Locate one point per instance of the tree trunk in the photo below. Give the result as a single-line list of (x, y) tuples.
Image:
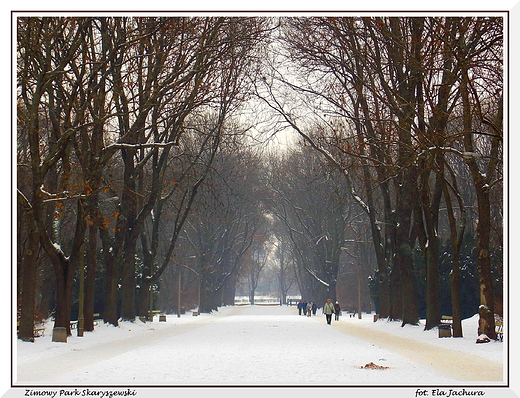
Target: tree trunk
[(29, 261), (90, 281)]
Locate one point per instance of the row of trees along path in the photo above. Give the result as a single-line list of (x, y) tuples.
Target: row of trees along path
[(147, 158)]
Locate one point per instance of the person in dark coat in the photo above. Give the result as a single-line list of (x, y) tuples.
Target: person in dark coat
[(328, 310), (337, 310)]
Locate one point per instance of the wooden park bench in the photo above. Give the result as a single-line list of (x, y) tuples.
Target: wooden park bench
[(445, 326), (39, 329)]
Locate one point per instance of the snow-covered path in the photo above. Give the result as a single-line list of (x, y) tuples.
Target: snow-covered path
[(251, 345)]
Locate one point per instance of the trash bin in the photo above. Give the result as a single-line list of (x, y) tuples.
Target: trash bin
[(59, 334), (444, 330)]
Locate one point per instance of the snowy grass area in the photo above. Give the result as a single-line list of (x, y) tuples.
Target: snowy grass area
[(105, 333), (494, 350), (241, 345)]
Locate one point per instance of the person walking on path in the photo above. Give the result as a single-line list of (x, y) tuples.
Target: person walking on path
[(300, 307), (337, 310), (328, 310)]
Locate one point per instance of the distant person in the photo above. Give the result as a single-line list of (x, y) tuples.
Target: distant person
[(337, 311), (328, 310)]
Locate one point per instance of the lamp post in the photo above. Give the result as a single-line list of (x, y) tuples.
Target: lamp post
[(179, 297), (81, 317)]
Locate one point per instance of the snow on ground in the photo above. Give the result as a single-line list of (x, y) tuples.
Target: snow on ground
[(249, 345)]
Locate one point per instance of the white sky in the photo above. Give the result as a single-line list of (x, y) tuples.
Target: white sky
[(8, 119)]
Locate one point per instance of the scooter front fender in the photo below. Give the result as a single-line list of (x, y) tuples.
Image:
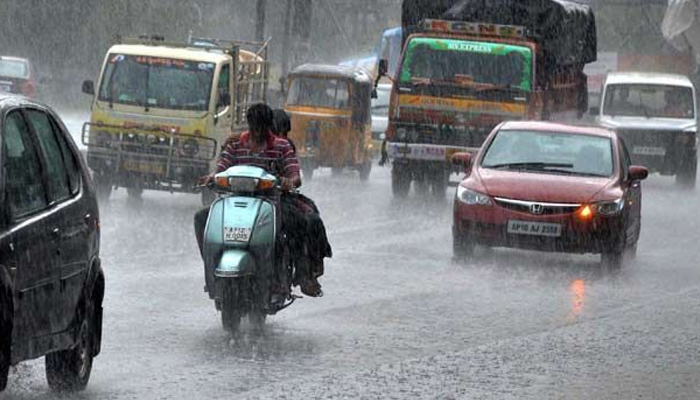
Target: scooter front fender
[(235, 263)]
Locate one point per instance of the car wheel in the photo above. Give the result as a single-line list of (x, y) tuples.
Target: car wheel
[(336, 171), (231, 311), (462, 248), (687, 174), (400, 183), (5, 332), (365, 170), (69, 370)]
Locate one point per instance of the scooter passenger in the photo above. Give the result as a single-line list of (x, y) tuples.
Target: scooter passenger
[(261, 148), (318, 245)]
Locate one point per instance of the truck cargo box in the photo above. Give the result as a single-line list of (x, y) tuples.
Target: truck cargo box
[(565, 29)]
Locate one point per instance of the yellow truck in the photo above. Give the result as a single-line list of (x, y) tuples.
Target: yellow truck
[(162, 110)]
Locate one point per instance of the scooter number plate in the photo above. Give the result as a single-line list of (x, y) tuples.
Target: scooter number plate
[(237, 234)]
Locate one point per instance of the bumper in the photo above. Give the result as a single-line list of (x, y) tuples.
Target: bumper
[(488, 225), (424, 152)]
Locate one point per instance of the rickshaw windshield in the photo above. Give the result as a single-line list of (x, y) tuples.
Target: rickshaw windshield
[(319, 92)]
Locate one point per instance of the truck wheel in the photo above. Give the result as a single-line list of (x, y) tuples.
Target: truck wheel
[(69, 370), (687, 174), (365, 171), (5, 332), (400, 183), (231, 311)]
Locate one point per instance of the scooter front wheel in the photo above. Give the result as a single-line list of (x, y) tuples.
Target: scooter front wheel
[(231, 310)]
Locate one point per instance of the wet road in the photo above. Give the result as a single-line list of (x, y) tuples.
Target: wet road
[(399, 319)]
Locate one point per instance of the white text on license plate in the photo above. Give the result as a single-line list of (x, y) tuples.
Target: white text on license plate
[(237, 234), (649, 151), (534, 228)]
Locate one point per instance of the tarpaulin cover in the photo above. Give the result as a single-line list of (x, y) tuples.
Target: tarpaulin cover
[(566, 29)]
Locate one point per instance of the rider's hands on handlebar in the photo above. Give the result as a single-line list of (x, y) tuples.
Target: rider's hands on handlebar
[(206, 180), (287, 184)]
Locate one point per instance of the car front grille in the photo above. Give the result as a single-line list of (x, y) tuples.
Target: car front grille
[(537, 208)]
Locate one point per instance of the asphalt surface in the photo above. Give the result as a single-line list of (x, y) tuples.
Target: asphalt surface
[(399, 319)]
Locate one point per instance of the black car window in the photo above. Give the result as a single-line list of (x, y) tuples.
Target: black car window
[(57, 174), (25, 191)]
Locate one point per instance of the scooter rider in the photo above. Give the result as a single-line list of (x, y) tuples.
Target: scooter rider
[(260, 147)]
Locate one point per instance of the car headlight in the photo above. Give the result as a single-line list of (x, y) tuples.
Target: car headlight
[(609, 208), (472, 198), (401, 134)]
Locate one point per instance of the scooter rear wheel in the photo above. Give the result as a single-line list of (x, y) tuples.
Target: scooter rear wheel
[(231, 311)]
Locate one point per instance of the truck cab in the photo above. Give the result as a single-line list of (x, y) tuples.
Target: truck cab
[(656, 116), (458, 80), (162, 109)]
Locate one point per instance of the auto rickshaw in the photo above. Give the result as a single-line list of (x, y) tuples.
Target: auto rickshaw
[(330, 109)]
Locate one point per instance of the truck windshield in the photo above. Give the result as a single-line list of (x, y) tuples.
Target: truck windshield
[(157, 82), (478, 64), (550, 152), (650, 101), (319, 92)]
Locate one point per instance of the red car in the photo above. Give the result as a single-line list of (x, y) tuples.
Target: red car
[(549, 187)]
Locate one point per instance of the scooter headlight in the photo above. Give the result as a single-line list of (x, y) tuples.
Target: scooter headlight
[(472, 198)]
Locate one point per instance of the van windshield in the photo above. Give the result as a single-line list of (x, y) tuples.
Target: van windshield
[(467, 62), (157, 82), (319, 92)]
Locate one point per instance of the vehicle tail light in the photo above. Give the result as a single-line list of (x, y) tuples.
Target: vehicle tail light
[(585, 213)]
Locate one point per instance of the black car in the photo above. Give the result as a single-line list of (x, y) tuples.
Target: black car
[(51, 281)]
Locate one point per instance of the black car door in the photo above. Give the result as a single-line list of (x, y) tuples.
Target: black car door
[(69, 207), (29, 245), (633, 195)]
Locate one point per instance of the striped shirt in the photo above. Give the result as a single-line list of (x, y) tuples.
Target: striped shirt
[(278, 158)]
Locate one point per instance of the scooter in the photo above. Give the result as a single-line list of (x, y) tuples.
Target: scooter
[(248, 270)]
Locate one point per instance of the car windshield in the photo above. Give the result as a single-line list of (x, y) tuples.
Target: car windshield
[(157, 82), (380, 105), (13, 68), (550, 152), (468, 63), (650, 101), (319, 92)]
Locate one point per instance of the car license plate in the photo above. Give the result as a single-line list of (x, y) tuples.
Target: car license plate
[(146, 168), (649, 151), (237, 234), (534, 228)]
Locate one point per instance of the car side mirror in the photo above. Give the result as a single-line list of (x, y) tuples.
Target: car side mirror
[(89, 87), (638, 173), (462, 161), (383, 67), (224, 100)]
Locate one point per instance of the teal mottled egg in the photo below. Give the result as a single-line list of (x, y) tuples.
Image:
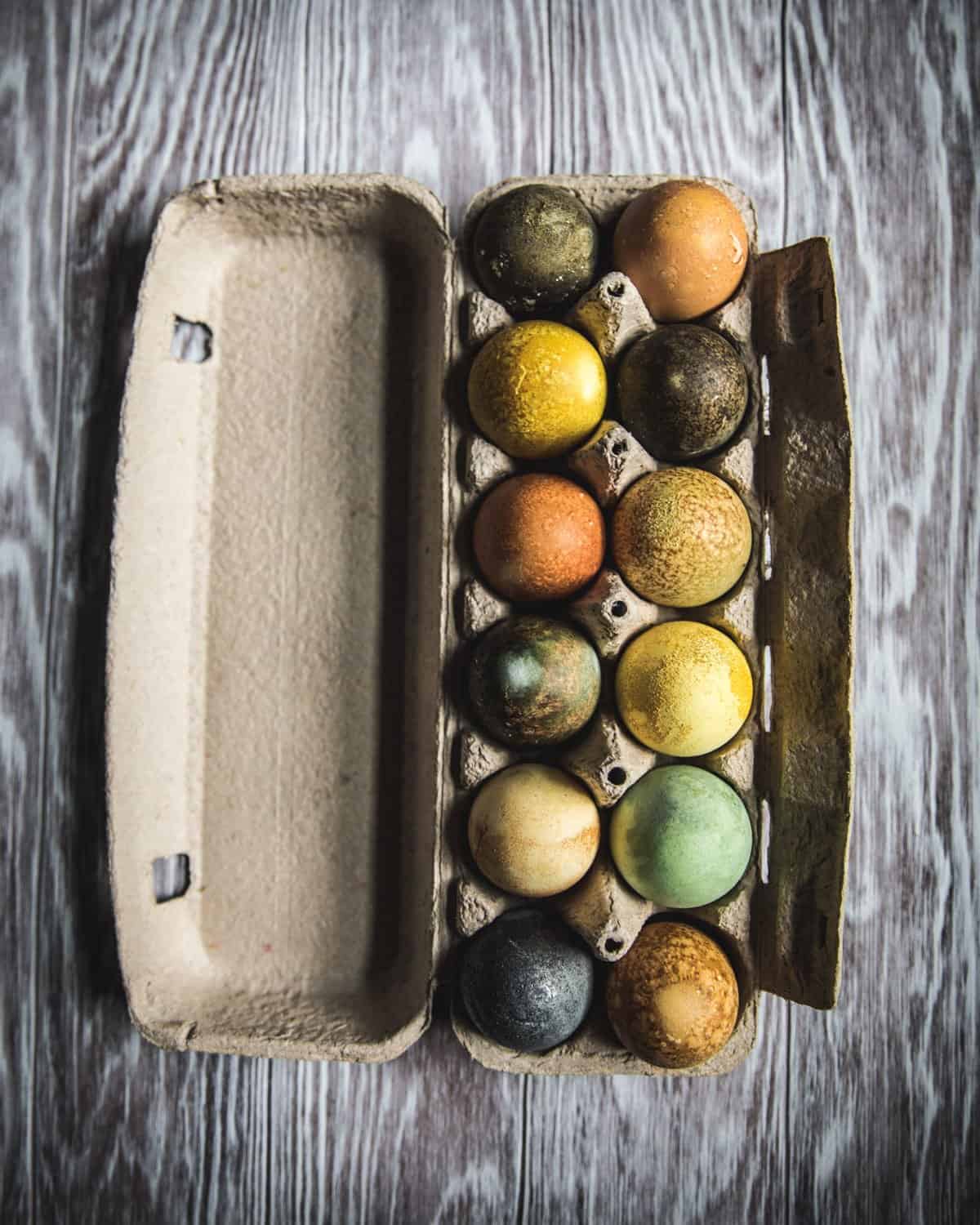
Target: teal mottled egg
[(681, 837), (533, 681)]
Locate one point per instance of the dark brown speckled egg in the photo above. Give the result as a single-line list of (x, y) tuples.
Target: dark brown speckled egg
[(683, 391)]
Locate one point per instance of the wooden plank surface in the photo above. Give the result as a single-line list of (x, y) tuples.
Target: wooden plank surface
[(837, 120)]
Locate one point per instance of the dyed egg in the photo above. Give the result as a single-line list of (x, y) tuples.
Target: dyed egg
[(533, 681), (526, 982), (536, 249), (681, 537), (533, 831), (538, 537), (681, 837), (673, 1000), (684, 245), (683, 391), (537, 390), (684, 688)]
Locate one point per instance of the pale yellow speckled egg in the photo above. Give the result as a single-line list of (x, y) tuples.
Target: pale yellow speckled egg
[(537, 390), (533, 831), (684, 688), (681, 537)]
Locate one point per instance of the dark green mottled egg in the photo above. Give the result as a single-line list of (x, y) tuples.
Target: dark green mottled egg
[(683, 391), (536, 249), (533, 681)]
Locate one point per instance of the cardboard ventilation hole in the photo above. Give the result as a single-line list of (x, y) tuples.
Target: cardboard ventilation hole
[(293, 590)]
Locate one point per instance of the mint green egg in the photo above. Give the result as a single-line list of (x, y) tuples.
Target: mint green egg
[(681, 837)]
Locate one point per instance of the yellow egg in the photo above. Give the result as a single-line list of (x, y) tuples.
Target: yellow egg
[(533, 831), (537, 390), (681, 537), (684, 688)]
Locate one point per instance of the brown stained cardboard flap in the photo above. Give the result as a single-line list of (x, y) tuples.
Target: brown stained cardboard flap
——————
Goal of the exercise:
When "below" shows up in a line of the material, report that line.

Response:
Locate one point per instance of the tree trunk in the photo below. Give the result as a single-line list of (x, y) tuples.
Locate one point per instance of the scooter front fender in the photo below. Give the result as a single-line list of (x, y) tuples.
Locate one point per instance of the teal mottled egg in the photo below. Give the result as a single-line list of (x, y) tuples.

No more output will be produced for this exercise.